→ **What the task requires**
Exact reproduction required: the lines below from the line with "Each instance of the clothing" to the line with "Each instance of the alamy", both ends included, and no others.

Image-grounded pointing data
☆ ☆ ☆ ☆ ☆
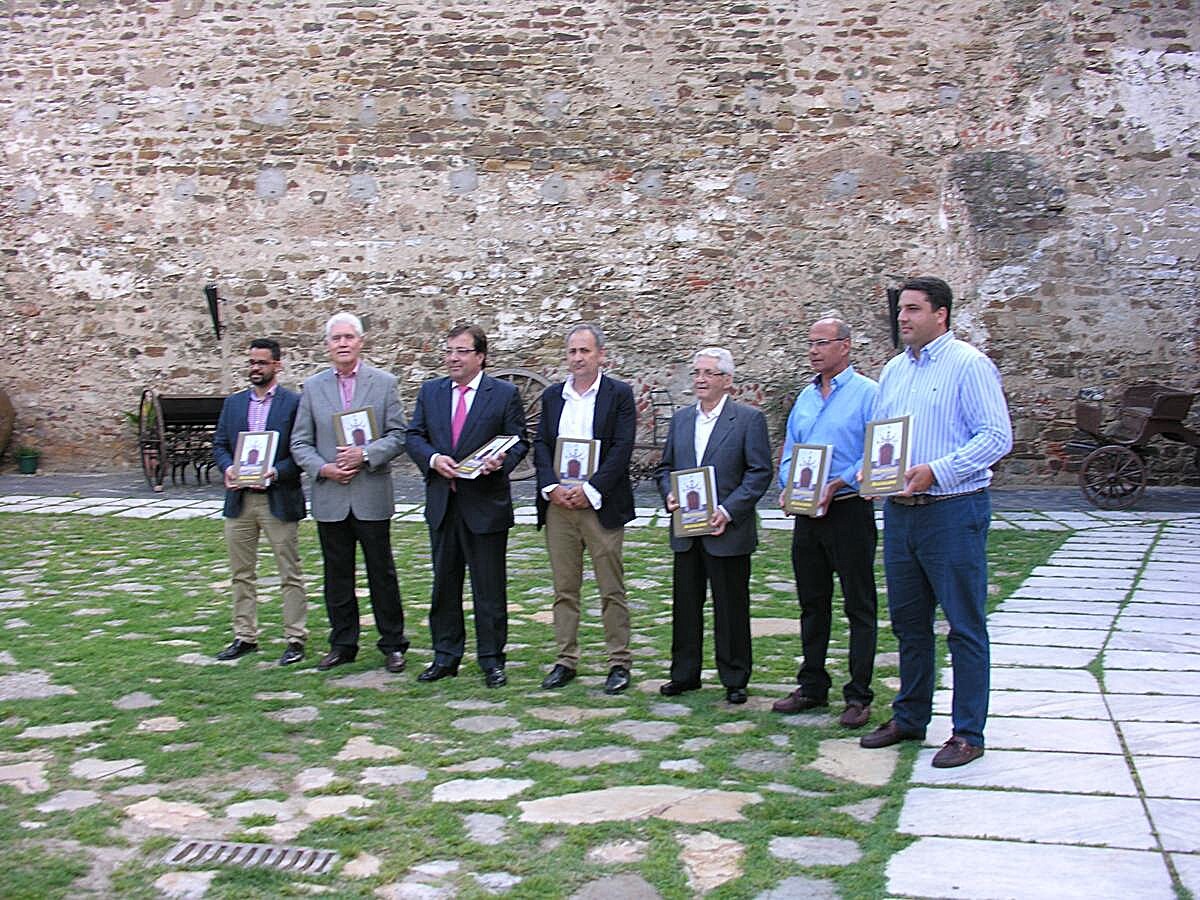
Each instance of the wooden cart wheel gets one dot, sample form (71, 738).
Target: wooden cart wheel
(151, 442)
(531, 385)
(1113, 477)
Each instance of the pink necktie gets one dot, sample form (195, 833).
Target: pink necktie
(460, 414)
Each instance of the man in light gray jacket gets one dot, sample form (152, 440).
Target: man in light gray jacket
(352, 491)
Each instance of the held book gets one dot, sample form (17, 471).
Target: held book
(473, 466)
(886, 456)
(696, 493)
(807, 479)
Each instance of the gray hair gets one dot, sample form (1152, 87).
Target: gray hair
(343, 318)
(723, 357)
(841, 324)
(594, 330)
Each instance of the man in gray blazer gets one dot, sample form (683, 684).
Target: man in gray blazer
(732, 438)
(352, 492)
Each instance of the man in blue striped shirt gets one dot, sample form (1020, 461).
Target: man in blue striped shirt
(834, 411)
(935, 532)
☆ ☆ ☆ ☆ ☆
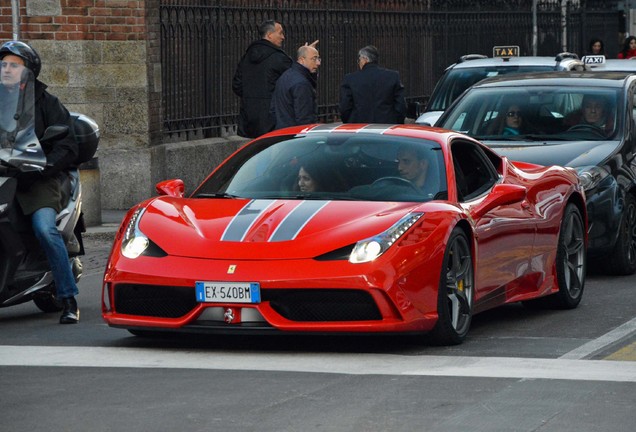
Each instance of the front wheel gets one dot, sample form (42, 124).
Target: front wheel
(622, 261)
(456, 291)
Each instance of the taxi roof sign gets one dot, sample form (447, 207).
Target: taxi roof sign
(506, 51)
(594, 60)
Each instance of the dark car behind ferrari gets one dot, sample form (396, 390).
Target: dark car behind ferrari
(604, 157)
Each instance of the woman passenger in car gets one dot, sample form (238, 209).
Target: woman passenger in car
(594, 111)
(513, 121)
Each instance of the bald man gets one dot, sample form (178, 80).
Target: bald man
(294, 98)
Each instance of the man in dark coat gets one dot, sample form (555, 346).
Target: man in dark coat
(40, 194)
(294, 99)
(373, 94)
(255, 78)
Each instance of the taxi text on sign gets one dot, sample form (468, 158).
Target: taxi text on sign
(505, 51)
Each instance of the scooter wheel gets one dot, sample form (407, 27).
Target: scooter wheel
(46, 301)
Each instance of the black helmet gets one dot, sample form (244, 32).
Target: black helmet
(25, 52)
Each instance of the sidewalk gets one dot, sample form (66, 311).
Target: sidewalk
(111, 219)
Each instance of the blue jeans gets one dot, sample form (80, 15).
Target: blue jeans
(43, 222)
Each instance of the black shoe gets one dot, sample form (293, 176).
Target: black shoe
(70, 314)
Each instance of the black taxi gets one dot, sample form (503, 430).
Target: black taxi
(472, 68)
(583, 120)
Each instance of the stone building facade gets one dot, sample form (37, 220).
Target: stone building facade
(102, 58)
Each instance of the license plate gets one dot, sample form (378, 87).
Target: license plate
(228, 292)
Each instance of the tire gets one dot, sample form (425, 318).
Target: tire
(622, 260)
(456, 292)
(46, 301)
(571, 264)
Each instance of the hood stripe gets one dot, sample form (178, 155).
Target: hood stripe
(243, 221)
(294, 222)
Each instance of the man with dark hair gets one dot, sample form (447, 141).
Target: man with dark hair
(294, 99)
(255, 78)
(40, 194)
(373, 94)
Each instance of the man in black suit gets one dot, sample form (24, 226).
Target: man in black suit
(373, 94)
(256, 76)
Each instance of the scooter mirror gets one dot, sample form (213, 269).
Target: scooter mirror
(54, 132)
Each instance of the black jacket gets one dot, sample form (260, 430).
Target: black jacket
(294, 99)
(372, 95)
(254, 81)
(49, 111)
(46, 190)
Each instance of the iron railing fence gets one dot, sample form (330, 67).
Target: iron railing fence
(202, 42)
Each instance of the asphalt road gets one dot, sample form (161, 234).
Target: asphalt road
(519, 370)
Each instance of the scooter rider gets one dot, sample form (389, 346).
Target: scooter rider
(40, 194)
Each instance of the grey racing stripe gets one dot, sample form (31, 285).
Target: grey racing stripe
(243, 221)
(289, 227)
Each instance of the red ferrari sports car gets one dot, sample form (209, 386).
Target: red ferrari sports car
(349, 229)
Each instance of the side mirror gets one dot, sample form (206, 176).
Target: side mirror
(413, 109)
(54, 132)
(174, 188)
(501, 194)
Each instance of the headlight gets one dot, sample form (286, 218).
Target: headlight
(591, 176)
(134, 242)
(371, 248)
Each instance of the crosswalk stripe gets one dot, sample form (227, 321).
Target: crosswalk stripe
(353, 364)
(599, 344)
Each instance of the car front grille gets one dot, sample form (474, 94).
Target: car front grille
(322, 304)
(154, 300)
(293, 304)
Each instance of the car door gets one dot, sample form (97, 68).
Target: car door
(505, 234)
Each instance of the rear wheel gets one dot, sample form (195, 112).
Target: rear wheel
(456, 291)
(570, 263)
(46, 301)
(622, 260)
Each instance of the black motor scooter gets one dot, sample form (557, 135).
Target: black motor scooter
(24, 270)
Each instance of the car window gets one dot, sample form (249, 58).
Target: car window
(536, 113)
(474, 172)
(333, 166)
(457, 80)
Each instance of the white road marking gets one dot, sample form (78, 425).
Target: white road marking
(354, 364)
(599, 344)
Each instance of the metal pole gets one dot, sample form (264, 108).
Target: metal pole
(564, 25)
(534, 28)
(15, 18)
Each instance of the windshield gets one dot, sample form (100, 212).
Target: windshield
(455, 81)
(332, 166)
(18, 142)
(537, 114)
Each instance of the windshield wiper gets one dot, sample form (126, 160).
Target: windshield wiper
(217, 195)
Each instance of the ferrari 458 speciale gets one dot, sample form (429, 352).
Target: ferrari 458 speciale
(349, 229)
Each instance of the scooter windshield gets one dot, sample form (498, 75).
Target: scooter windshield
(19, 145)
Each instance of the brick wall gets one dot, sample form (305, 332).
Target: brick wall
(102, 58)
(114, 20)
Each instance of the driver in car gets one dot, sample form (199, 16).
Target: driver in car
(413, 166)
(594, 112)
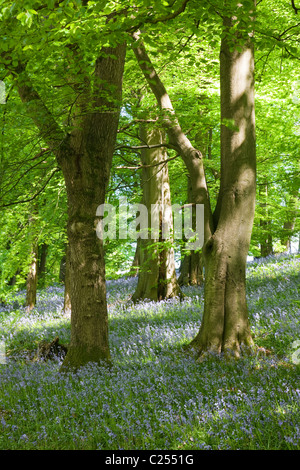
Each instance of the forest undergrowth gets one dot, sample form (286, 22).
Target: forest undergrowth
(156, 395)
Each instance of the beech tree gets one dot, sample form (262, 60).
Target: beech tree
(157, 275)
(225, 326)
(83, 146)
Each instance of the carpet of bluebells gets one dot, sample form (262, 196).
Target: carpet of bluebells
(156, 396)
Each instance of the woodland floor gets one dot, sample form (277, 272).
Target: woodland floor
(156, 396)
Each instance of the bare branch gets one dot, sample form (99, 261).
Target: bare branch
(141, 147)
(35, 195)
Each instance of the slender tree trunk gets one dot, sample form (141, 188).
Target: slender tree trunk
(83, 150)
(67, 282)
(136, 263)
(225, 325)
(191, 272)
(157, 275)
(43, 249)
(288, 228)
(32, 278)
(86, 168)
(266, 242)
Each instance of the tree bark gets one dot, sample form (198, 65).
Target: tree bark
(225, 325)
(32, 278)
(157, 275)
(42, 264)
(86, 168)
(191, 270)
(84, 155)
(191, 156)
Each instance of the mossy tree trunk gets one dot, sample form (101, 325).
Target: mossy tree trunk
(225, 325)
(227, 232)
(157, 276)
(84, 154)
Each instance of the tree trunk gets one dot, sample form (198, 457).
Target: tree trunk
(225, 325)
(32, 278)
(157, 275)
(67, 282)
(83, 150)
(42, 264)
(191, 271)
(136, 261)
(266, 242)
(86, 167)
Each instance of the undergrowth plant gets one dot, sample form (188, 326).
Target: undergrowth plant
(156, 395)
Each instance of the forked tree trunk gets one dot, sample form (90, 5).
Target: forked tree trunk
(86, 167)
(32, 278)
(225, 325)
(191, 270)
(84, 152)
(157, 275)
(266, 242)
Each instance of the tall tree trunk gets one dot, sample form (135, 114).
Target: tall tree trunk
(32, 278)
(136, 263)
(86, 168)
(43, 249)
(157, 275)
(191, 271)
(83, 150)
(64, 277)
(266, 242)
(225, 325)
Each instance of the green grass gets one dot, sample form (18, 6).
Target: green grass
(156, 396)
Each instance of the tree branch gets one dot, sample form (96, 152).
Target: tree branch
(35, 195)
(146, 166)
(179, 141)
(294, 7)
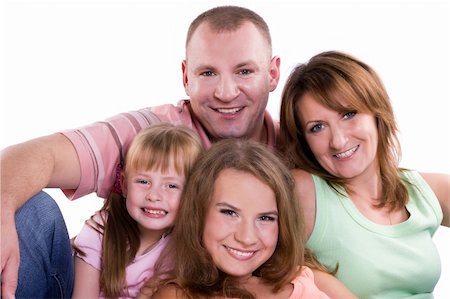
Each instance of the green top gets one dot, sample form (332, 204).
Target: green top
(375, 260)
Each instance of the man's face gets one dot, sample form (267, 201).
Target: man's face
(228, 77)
☆ ☆ ☆ ☆ ☆
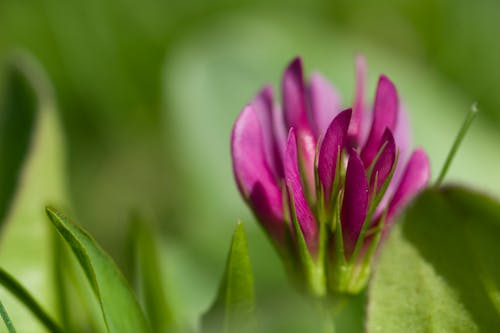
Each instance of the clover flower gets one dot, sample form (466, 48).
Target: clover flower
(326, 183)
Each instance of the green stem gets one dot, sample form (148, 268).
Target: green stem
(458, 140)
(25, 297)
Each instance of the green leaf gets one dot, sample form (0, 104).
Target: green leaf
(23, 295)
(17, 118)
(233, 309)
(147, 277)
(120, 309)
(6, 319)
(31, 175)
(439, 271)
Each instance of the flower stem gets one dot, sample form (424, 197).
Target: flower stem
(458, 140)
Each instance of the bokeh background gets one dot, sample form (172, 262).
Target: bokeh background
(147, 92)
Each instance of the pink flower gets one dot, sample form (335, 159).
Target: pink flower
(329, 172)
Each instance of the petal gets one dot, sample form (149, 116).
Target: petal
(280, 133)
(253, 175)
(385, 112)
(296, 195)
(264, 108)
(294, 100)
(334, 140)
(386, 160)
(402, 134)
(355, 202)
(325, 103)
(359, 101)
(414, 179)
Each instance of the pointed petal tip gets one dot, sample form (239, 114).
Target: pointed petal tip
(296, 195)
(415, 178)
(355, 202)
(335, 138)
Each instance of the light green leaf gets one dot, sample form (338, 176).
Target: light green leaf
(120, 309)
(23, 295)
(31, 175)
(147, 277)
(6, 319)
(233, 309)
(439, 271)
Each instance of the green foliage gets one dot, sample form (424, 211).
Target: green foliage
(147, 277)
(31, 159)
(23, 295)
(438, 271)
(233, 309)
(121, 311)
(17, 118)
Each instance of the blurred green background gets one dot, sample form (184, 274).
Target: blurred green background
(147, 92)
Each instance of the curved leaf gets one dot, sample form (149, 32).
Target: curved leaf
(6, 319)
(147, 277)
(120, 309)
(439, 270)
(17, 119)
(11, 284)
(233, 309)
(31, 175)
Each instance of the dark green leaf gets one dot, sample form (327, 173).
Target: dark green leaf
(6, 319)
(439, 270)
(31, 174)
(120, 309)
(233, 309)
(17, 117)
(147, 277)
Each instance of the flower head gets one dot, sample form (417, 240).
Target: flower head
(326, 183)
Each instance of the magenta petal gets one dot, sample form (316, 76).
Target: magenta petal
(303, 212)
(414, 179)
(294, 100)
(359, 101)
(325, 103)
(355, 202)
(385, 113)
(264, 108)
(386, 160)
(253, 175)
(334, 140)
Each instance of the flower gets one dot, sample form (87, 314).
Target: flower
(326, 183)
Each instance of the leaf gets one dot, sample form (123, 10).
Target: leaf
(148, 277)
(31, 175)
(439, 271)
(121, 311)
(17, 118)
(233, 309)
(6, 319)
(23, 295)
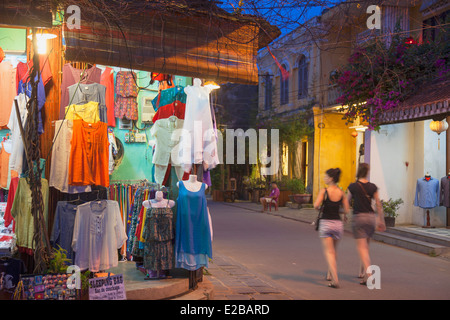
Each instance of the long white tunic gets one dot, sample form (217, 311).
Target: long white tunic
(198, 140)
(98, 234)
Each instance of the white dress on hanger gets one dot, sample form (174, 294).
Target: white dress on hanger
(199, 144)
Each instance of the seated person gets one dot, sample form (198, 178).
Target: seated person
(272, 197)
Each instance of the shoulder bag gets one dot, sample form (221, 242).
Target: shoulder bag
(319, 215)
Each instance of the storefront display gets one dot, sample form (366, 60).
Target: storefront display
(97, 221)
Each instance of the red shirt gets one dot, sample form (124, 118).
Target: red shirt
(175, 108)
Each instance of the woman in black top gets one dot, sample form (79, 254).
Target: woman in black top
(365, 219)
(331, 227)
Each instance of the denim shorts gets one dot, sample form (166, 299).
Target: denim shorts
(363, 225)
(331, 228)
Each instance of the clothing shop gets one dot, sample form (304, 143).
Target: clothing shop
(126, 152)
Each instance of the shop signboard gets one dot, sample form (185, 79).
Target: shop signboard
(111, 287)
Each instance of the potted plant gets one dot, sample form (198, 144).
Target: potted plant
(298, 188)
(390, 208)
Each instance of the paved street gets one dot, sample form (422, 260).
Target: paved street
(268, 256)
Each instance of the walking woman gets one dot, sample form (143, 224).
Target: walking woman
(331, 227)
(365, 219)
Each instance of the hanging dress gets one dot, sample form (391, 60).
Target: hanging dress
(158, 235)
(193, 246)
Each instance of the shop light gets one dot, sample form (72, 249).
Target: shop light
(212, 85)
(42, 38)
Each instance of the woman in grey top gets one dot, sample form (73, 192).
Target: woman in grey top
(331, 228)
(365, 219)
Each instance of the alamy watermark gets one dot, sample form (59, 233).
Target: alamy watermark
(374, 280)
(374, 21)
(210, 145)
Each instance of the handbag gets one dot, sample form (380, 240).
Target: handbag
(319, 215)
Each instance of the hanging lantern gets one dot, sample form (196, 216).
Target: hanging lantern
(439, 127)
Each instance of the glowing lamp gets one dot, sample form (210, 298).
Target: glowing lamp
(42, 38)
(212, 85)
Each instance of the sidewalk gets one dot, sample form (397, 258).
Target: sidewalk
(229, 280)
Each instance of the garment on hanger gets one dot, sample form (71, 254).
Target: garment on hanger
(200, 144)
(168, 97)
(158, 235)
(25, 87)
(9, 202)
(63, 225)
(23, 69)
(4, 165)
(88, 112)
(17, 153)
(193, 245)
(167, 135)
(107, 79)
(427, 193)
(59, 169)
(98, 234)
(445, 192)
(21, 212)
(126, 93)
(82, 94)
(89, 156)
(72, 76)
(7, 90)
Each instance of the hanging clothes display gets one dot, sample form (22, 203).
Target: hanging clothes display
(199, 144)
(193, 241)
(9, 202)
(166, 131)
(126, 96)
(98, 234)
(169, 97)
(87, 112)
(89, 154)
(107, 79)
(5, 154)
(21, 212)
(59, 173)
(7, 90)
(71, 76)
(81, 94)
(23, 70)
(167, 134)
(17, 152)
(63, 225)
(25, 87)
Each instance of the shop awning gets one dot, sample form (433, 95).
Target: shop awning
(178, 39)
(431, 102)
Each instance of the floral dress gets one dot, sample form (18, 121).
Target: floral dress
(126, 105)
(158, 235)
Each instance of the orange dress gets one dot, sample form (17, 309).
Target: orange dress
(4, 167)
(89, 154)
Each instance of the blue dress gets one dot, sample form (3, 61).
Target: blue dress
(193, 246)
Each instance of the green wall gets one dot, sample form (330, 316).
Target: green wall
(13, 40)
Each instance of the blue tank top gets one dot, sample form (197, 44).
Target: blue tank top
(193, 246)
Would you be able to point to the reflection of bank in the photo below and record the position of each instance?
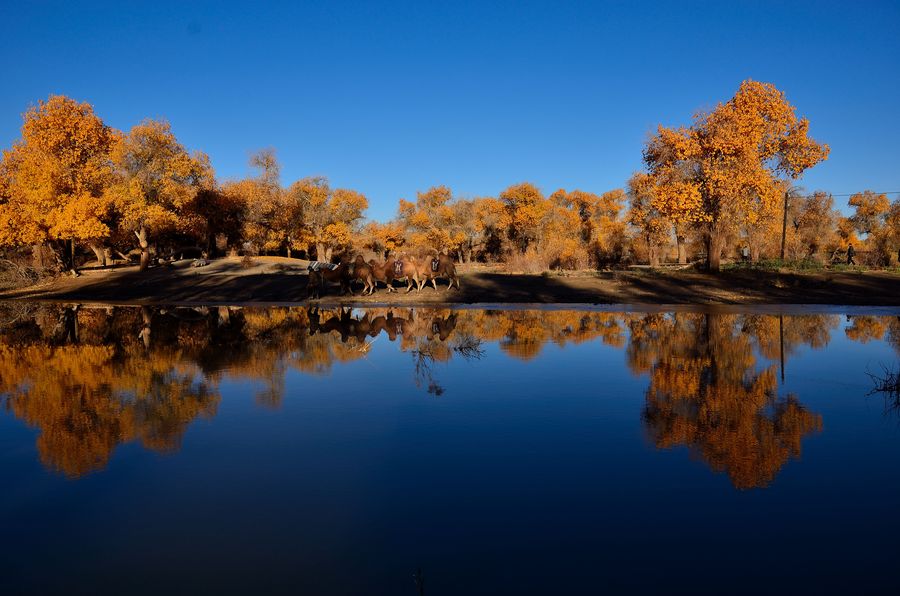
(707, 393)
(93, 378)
☆ ☆ ☆ ☆ ☆
→ **Output for this exercise**
Each instance of the clothing shop gets one dot, sample form (304, 143).
Target: clothing shop
(126, 152)
Each instance of the shop signboard gets one dot, sample form (185, 79).
Target: shop signboard
(111, 287)
Each instance of the potted plant gets one dot, sample form (198, 144).
Target: potted plant
(298, 188)
(390, 208)
Each instance of the paved street gets one dot, sample form (422, 260).
Target: paved street
(268, 256)
Each instance of the walking woman gets one dot, sample form (143, 224).
Target: walking woman
(331, 227)
(365, 219)
Each instance of the hanging dress gets one dot, sample form (391, 60).
Target: hanging dress
(158, 235)
(193, 246)
Each instance of the shop light gets one dot, sample form (72, 249).
Target: shop light
(212, 85)
(42, 38)
Each instance of the woman in grey top gets one dot, sample form (73, 192).
Target: woman in grey top
(331, 228)
(365, 219)
Each instance of the alamy watermark gets one dot, sample form (59, 233).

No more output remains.